▶ **Problem to solve**:
Retype all of the data. Every line must match exactly.

▶ **Dataset**:
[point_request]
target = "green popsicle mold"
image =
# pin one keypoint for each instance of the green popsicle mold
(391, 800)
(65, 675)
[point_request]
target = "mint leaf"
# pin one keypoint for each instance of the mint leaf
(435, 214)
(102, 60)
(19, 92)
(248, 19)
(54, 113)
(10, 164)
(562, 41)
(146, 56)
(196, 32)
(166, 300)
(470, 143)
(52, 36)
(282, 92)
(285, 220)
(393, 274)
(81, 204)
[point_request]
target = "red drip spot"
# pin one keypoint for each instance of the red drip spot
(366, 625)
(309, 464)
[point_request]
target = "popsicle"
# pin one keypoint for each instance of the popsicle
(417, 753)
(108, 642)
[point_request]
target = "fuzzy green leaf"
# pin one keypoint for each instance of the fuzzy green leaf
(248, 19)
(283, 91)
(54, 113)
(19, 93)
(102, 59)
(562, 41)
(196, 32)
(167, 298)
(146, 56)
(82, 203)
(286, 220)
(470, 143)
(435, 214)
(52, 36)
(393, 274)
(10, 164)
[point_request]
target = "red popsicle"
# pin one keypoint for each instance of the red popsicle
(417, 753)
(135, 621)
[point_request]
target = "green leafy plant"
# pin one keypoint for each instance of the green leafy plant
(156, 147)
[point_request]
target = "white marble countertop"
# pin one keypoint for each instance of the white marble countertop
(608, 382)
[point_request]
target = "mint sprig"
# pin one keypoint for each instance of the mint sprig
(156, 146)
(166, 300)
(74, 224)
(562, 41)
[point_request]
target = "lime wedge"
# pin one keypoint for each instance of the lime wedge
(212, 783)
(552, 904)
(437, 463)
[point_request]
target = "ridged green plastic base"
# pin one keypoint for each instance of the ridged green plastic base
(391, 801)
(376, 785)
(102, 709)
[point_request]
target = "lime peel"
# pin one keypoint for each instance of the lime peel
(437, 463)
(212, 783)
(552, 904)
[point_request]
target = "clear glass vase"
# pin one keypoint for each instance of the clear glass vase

▶ **Expected output**:
[point_request]
target = "green popsicle mold"
image =
# pin one keypoint for each instance of the green popsicle mold
(391, 800)
(65, 675)
[point_request]
target = "mint leaf"
# pin one keypoint for each instance of the mint leaf
(435, 214)
(102, 60)
(19, 92)
(248, 19)
(54, 113)
(10, 164)
(562, 41)
(146, 56)
(196, 32)
(166, 300)
(470, 143)
(52, 36)
(282, 92)
(285, 220)
(393, 274)
(81, 204)
[point_request]
target = "red drip spot"
# pin one keypoint for each instance of the red drip spot
(366, 625)
(309, 464)
[point_request]
target = "popsicle"
# pin one keypoint for each instance of the popsicle
(417, 753)
(108, 642)
[point_request]
target = "fuzzy green leaf"
# pin one keypoint for each instance of the fuzzy green leaf
(248, 19)
(283, 91)
(54, 113)
(19, 93)
(102, 59)
(562, 41)
(196, 32)
(167, 298)
(146, 56)
(82, 203)
(286, 220)
(470, 143)
(435, 214)
(52, 36)
(393, 274)
(10, 164)
[point_request]
target = "red popsicle"
# pin one keypoint for each instance of the red popsicle
(417, 753)
(135, 621)
[point_request]
target = "green leafy plant"
# pin one keypoint for each instance of the green leafy plant
(156, 147)
[point_request]
target = "white marble countertop"
# pin one keypoint for each instance of the white marble countertop
(608, 382)
[point_request]
target = "mint sprig"
# pin one keypoint for each instance of the mint sprig
(156, 146)
(166, 300)
(74, 224)
(562, 41)
[point_request]
target = "lime wedge"
# pin one keypoint for each instance of the lime wedge
(212, 783)
(552, 904)
(437, 463)
[point_request]
target = "ridged green plastic base"
# pin one keypoint for each instance of the ridged green plastic base
(391, 801)
(376, 785)
(102, 709)
[point_request]
target = "lime peel"
# pin one keypoint for each instance of the lime peel
(437, 463)
(212, 783)
(552, 904)
[point_request]
target = "clear glass vase"
# pin one keypoint for each instance of the clear glass vase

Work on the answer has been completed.